Tristesse et désolation se lisaient sur tous les visages. Encadré par Ismaïla Lô, assis à sa droite et Mme Fatoumata Sall, gérante d’un restaurant à l’embarcadère, à sa gauche, Baba Maal, en grand boubou Bazin bleu de nuit, s’excuse de ne pouvoir parler à la presse. L’émotion lui serre les cordes vocales. Le silence est pesant. Les regards évasifs. « Il aimait bien Baba », murmure une femme, tête baissée. Mansour Seck, chanteur, est lui aussi trop submergé par la peine pour pouvoir dire quelques mots. Pourtant, il a accepté de se mettre dans un coin, a écouté tranquillement une journaliste d’une télé de la place qui lui posait une question en Poular, mais… les mots ne sortaient pas. Il fait non de la tête, essuie ses larmes qui continuent de couler et finit par se retirer.

----

→ **TÂCHE COURTE A**
Veuillez réécrire toutes les lignes de la liste, de celle qui contient « Target: tree trunk » jusqu'à la dernière ligne de la liste incluse. Augmentez de 30 chaque coordonnée des contours fournis en réponse, sans toucher aux modèles de format.
L'extrait et la liste n'ont aucun rapport entre eux.

----

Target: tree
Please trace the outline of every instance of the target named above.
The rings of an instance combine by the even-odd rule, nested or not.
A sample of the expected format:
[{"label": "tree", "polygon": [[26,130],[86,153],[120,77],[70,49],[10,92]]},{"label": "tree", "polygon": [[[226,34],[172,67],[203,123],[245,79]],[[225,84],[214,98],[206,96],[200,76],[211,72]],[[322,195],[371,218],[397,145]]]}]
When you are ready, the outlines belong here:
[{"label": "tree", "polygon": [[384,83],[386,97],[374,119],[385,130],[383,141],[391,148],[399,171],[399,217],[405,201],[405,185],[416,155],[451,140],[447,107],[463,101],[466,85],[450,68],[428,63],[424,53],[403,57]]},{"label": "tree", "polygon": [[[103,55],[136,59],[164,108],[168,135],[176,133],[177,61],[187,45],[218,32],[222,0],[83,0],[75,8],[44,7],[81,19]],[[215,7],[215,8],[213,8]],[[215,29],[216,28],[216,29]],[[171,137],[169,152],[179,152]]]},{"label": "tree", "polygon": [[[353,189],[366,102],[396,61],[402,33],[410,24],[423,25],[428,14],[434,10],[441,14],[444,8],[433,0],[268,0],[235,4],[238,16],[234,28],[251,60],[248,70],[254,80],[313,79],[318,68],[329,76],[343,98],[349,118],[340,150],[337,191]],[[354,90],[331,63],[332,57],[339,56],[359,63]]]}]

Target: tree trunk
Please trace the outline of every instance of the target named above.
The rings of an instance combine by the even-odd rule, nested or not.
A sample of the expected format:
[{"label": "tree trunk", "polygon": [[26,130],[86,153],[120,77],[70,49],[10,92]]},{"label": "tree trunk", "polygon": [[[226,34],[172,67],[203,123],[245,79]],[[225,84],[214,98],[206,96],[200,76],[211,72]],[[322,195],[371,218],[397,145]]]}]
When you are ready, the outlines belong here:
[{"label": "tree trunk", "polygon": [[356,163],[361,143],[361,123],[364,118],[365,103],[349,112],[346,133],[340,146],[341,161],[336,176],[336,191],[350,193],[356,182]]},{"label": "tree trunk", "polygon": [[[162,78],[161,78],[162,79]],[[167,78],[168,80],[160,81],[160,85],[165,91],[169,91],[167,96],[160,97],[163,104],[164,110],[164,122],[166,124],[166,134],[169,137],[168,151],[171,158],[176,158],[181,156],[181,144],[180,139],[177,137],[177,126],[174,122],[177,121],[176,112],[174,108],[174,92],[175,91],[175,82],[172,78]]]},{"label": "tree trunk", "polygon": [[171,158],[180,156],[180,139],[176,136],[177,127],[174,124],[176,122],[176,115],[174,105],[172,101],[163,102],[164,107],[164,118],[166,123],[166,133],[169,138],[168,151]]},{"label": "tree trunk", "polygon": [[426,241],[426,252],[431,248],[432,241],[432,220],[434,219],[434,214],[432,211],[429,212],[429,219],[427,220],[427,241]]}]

----

→ **TÂCHE COURTE B**
Retapez à l'identique le passage de l'extrait sur le deuil, de « Tristesse et désolation » jusqu'à « par se retirer. » inclus.

→ **RÉPONSE A**
Target: tree trunk
Please trace the outline of every instance of the target named above.
The rings of an instance combine by the even-odd rule, nested or not.
A sample of the expected format:
[{"label": "tree trunk", "polygon": [[26,130],[86,153],[120,77],[70,49],[10,92]]},{"label": "tree trunk", "polygon": [[[226,34],[172,67],[203,123],[245,79]],[[225,84],[214,98],[206,96],[200,76],[211,72]],[[322,195],[371,218],[397,145]]]}]
When you are ready, the outlines belong here:
[{"label": "tree trunk", "polygon": [[386,193],[391,173],[391,153],[394,148],[395,133],[379,142],[376,163],[370,176],[371,191],[366,206],[366,221],[380,223],[386,212]]},{"label": "tree trunk", "polygon": [[[192,108],[191,108],[192,109]],[[197,108],[198,110],[190,111],[190,115],[195,121],[199,121],[197,126],[190,127],[193,134],[194,140],[194,152],[196,154],[196,164],[199,167],[198,181],[201,188],[206,188],[211,186],[211,174],[210,169],[207,167],[207,156],[204,152],[207,151],[206,142],[204,138],[204,122],[205,121],[205,112],[202,108]]]},{"label": "tree trunk", "polygon": [[201,188],[210,186],[210,169],[206,166],[207,157],[204,154],[206,152],[206,145],[204,135],[202,131],[193,132],[194,137],[194,148],[196,153],[196,163],[199,168],[198,181]]},{"label": "tree trunk", "polygon": [[456,271],[456,282],[461,278],[462,271],[462,250],[464,249],[464,244],[462,241],[459,242],[459,249],[457,250],[457,271]]}]

→ **RÉPONSE B**
Tristesse et désolation se lisaient sur tous les visages. Encadré par Ismaïla Lô, assis à sa droite et Mme Fatoumata Sall, gérante d’un restaurant à l’embarcadère, à sa gauche, Baba Maal, en grand boubou Bazin bleu de nuit, s’excuse de ne pouvoir parler à la presse. L’émotion lui serre les cordes vocales. Le silence est pesant. Les regards évasifs. « Il aimait bien Baba », murmure une femme, tête baissée. Mansour Seck, chanteur, est lui aussi trop submergé par la peine pour pouvoir dire quelques mots. Pourtant, il a accepté de se mettre dans un coin, a écouté tranquillement une journaliste d’une télé de la place qui lui posait une question en Poular, mais… les mots ne sortaient pas. Il fait non de la tête, essuie ses larmes qui continuent de couler et finit par se retirer.